*Set problem 1*: Pick out every line of the rows that contains the string "dark", and copy each one. Case counts.
○ ○ ○ ○ ○
Read from `nums.txt` in to a list comprehension, and give the comprehension to `sum` in order to sum the numbers.

In [27]:
[one_line
for one_line in open('nums.txt')]

['5\n',
 '\t10     \n',
 '\t20\n',
 '  \t3\n',
 '\t\t   \t20        \n',
 '\n',
 ' 25\n']

In [28]:
[one_line.strip()
for one_line in open('nums.txt')]

['5', '10', '20', '3', '20', '', '25']

In [29]:
[int(one_line.strip())
for one_line in open('nums.txt')]

ValueError: invalid literal for int() with base 10: ''

In [30]:
int()

0

In [31]:
int('10')

10

In [32]:
int('     10      ')

10

In [33]:
int('')

ValueError: invalid literal for int() with base 10: ''

In [37]:
sum([int(one_line)
for one_line in open('nums.txt')
if one_line.strip().isdigit()])

83

In [38]:
s = '123'
s.isdigit()
○ ○ ○ ○ ○
*Set problem 2*: Resume the walkthrough on summing the numbers in nums.txt with a list comprehension, starting right after its last line.
○ ○ ○ ○ ○
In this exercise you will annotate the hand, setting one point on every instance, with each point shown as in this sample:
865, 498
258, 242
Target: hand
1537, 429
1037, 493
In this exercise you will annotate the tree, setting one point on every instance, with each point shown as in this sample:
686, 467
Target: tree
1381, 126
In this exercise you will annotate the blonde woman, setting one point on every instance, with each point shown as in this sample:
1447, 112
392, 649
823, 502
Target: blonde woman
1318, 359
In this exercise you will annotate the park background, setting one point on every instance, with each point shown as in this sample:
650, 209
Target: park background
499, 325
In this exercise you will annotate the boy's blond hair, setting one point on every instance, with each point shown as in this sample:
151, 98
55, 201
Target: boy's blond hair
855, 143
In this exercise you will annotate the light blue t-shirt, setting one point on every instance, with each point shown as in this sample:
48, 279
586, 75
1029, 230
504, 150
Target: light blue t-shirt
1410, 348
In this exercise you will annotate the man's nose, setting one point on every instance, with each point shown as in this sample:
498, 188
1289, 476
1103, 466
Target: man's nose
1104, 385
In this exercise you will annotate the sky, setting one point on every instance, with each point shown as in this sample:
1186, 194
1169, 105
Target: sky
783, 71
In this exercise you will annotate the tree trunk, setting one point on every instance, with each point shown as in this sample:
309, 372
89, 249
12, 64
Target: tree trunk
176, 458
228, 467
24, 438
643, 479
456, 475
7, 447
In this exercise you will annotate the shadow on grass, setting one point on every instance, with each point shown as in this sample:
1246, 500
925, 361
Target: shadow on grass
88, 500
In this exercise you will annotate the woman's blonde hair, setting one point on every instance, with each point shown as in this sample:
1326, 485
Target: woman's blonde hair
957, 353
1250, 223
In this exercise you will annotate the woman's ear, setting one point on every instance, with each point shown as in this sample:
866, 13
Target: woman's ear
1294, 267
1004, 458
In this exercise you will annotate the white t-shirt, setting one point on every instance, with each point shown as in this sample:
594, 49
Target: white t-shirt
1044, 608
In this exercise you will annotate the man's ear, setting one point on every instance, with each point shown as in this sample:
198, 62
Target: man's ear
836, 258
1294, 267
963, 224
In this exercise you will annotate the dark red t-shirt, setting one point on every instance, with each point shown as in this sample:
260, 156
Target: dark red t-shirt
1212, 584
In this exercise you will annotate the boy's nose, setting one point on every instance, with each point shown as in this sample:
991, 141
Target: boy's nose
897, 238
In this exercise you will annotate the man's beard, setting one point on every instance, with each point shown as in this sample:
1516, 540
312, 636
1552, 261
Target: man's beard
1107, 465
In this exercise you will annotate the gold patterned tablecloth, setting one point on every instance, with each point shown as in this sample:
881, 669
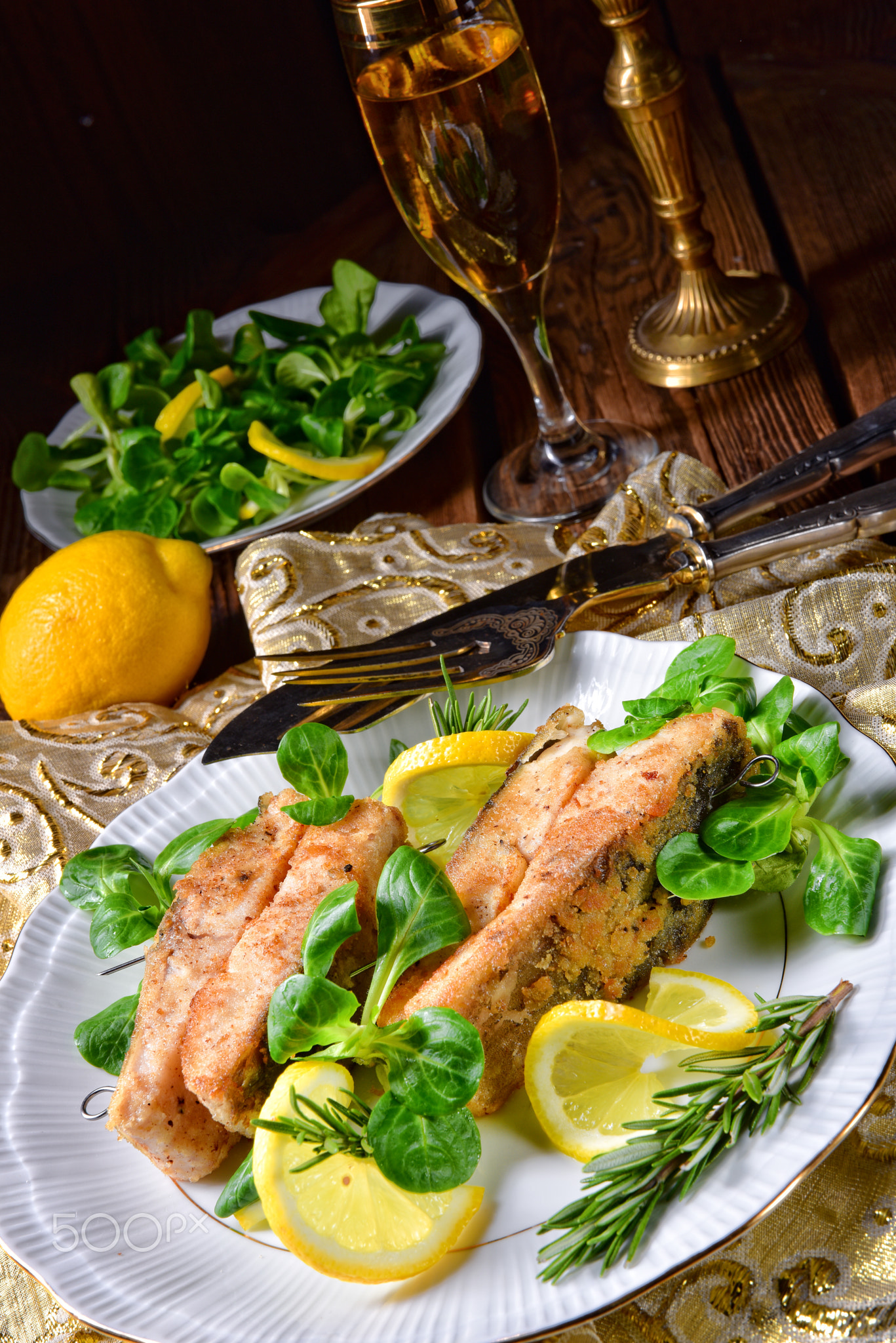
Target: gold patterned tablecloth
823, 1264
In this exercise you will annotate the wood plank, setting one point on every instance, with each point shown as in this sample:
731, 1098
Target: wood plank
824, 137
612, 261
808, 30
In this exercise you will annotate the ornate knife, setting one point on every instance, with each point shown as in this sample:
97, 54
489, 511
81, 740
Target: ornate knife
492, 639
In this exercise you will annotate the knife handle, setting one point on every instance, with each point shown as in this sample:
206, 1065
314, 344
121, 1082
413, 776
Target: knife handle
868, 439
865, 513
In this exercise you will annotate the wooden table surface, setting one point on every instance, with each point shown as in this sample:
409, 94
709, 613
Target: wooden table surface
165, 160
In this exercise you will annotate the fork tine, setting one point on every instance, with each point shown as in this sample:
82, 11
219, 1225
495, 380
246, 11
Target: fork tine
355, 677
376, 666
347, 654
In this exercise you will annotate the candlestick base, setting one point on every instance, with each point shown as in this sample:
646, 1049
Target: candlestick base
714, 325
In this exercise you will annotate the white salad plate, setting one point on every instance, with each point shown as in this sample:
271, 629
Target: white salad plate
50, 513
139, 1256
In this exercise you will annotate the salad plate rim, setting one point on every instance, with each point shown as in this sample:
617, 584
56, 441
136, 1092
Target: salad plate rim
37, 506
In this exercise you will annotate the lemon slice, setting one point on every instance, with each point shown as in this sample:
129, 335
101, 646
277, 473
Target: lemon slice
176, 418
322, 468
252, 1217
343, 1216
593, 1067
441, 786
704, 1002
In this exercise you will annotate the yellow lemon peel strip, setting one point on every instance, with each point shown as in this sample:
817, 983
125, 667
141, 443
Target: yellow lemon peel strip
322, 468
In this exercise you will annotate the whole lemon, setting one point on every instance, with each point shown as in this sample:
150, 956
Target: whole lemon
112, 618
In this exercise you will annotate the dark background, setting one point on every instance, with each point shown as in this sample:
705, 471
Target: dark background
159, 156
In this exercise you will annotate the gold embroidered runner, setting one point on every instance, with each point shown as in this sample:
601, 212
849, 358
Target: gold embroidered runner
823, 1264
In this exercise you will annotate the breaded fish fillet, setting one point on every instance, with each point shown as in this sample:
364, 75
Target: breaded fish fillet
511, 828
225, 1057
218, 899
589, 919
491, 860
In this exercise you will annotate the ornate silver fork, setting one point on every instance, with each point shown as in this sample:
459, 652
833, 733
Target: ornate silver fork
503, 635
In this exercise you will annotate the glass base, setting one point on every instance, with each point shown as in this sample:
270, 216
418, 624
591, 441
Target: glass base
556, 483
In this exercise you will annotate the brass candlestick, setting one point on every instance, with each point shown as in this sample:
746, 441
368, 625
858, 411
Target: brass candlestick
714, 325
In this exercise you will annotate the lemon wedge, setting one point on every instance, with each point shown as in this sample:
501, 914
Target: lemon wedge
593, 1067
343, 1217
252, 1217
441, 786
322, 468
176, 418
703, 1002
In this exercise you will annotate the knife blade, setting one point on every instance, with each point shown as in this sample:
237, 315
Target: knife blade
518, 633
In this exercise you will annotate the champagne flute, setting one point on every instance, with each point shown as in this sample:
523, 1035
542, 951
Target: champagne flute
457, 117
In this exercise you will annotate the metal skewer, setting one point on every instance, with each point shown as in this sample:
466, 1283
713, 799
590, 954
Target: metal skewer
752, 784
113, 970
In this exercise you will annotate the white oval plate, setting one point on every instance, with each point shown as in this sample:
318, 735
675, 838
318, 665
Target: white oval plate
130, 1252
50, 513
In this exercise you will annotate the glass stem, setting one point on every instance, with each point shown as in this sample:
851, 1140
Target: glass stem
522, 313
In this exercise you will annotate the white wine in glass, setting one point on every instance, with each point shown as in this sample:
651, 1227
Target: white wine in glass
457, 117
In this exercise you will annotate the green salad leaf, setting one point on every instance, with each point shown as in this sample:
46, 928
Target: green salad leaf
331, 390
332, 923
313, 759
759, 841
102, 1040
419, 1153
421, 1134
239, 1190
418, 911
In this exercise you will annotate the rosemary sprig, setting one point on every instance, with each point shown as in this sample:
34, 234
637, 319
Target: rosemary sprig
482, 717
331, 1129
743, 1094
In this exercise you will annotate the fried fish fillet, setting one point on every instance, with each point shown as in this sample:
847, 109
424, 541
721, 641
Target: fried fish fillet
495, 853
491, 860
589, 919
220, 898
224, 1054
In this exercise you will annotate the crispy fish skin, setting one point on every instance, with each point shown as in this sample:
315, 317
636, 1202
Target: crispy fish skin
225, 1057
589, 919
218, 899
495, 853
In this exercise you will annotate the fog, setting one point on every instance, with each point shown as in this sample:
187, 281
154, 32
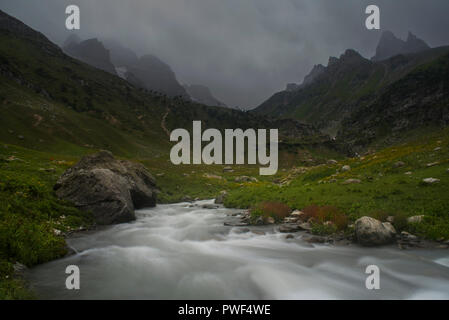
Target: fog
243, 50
○ ○ ○ ○ ○
*Final answer 1*:
In this exercise you will annotate the dark red t-shirt, setting one point on every instance, with each point shown as in this sample:
Target: dark red t-shirt
In this exercise you will annotate the dark background, setting one point on every instance, with each point shown as in this sample:
Target: dark background

*Final answer 2*:
True

In [39]:
s = ' 123'
s.isdigit()

False

In [40]:
def count_vowels(one_word):
    total = 0
    
    for one_character in one_word:
        if one_character in 'aeiou':
            total += 1
            
    return total

count_vowels('abcde')

2

In [41]:
count_vowels('hello')

2

In [42]:
def count_vowels(one_word):
    return sum([1
                for one_character in one_word
                if one_character in 'aeiou'])

In [43]:
count_vowels('hello')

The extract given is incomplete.